■ **WHAT YOU SHOULD DO**: For every line below, set down an identical copy.

Referring expression pointing data:
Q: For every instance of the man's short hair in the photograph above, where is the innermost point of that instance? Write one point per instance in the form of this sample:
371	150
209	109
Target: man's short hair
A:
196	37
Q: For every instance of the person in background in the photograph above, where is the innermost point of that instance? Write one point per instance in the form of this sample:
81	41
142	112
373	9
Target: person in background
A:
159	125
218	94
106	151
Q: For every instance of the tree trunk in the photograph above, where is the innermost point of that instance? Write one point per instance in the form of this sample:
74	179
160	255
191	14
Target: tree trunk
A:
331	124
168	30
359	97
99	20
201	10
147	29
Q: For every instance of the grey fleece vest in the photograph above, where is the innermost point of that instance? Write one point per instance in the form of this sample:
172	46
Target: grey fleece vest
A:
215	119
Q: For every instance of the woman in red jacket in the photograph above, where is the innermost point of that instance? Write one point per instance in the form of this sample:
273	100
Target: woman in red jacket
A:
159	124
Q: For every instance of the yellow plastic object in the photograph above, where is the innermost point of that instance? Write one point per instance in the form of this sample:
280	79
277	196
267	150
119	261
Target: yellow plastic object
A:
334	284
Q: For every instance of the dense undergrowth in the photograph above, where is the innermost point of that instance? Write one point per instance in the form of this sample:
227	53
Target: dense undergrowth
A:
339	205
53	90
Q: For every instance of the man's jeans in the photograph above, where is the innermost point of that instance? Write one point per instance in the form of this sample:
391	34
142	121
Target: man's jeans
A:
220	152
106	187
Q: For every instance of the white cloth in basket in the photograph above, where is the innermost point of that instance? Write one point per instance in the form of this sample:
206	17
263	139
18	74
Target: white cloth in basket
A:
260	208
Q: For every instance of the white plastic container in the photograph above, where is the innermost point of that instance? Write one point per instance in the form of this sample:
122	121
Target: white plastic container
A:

■ **YOUR RESPONSE**:
Q: For every instance of the man's short hair in the photograph above, where is the innermost point of that instance? Write one point per instance in the form of this sample:
371	150
209	109
Target: man's short hair
A:
196	37
Q: For every instance of the person in background in the photograph above, where is the innermost point of that instance? Write one point per instance in the form of this sample:
81	41
142	112
373	9
Target: person in background
A:
159	125
218	94
106	151
Q: For every instance of the tree trunk in the photograph above, where is the innermost point of that instance? Write one point per instance in the form of this sample:
74	179
160	255
191	14
Target: tree trunk
A:
331	124
168	30
359	97
99	20
201	10
147	29
Q: For every instance of the grey fleece vest in the photograph above, where is the innermost point of that instance? Write one point per instance in the form of this sample:
172	46
Target: grey fleece vest
A:
215	119
Q: For every instance of the woman in red jacket in the photograph above, where is the innermost point of that instance? Write one point per instance in the form of this sample:
273	100
Target: woman in red jacket
A:
159	124
Q: For every instance of the yellow plastic object in the photograph above, where is the innermost point of that instance? Write one point per instance in the form of this sample:
280	79
277	196
267	150
119	261
Target: yellow plastic object
A:
334	284
Q: For every instance of the dense undergrowth in the photograph above, where is the innermost point of that instance? Write one point per instance in the form of this sample:
227	53
Target: dense undergrowth
A:
339	205
53	90
Q: For every instance of the man's jeans in the photograph above, where is the innermost point of that instance? Write one point per instance in the form of this sample:
391	34
142	121
Target: man's jeans
A:
220	152
106	187
Q: For every instance of the white cloth in basket in the photograph above, where is the innermost point of that instance? Write one point per instance in the form of this sample:
206	17
263	139
18	74
Target: white cloth in basket
A:
260	208
Q: For every instance of the white plastic container in the photograph above, where is the innermost point of that instance? Write one point per instance in the form of this sample:
122	121
Target: white plastic container
A:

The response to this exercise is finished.